BEGIN
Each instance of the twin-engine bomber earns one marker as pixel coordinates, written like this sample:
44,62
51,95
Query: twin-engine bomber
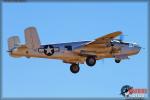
74,53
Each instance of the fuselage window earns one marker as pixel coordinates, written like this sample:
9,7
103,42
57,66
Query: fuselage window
68,47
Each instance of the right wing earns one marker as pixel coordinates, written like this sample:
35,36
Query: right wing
101,41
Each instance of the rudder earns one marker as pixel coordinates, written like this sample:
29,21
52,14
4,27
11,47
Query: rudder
13,42
32,38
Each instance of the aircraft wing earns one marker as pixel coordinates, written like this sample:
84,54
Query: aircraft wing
101,41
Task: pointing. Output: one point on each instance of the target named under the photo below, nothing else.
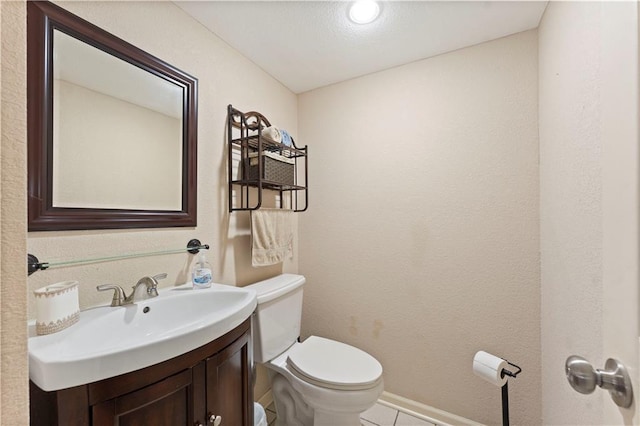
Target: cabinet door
(229, 385)
(169, 402)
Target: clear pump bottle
(201, 276)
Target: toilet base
(315, 409)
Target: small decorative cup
(57, 307)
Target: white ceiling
(310, 44)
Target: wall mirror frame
(42, 19)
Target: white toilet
(318, 382)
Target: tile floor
(378, 415)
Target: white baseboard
(423, 411)
(408, 406)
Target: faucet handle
(118, 294)
(153, 290)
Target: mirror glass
(112, 129)
(104, 107)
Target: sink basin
(109, 341)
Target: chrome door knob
(584, 378)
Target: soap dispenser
(201, 275)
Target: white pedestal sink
(109, 341)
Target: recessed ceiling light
(364, 11)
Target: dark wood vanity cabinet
(208, 385)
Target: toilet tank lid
(277, 286)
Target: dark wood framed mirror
(112, 130)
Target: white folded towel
(272, 133)
(271, 236)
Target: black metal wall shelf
(263, 164)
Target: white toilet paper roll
(489, 367)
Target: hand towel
(271, 236)
(285, 137)
(272, 133)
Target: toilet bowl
(317, 382)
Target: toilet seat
(333, 365)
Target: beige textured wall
(421, 245)
(13, 212)
(225, 77)
(570, 203)
(588, 200)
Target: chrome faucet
(145, 288)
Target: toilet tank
(276, 324)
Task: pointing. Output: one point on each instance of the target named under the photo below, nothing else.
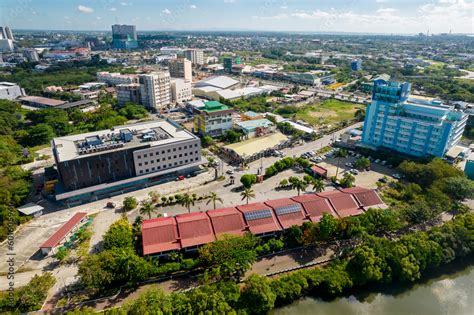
END
• _Problem to work on_
Return word for word the line bearing "Target: toilet base" and every later line of the entries, but none of the pictures.

• _Solution to this exercise_
Target: toilet base
(315, 409)
Target: small decorative cup
(57, 307)
Target: white ceiling
(310, 44)
Target: wall mirror frame
(42, 19)
Target: white toilet
(318, 382)
Target: tile floor
(378, 415)
Target: white baseboard
(423, 411)
(408, 406)
Target: faucet handle
(118, 294)
(153, 290)
Target: mirror glass
(112, 129)
(104, 107)
Target: sink basin
(109, 341)
Target: chrome door knob
(584, 378)
Target: soap dispenser
(201, 275)
Target: white pedestal sink
(109, 341)
Target: recessed ceiling light
(364, 11)
Target: dark wood vanity cabinet
(208, 385)
Target: toilet tank lid
(277, 286)
Target: dark wood framed mirror
(112, 130)
Target: white folded towel
(272, 133)
(271, 236)
Target: black metal wall shelf
(263, 164)
Target: white toilet paper roll
(489, 367)
Target: hand towel
(271, 236)
(285, 137)
(272, 133)
Target: toilet bowl
(317, 382)
Target: toilet seat
(333, 365)
Target: beige textured wall
(421, 245)
(13, 212)
(225, 77)
(570, 203)
(588, 200)
Target: chrome faucet
(145, 288)
Target: toilet tank
(276, 324)
Task: pointing. Output: one point on each instance of the target named under the photo below, nothing else.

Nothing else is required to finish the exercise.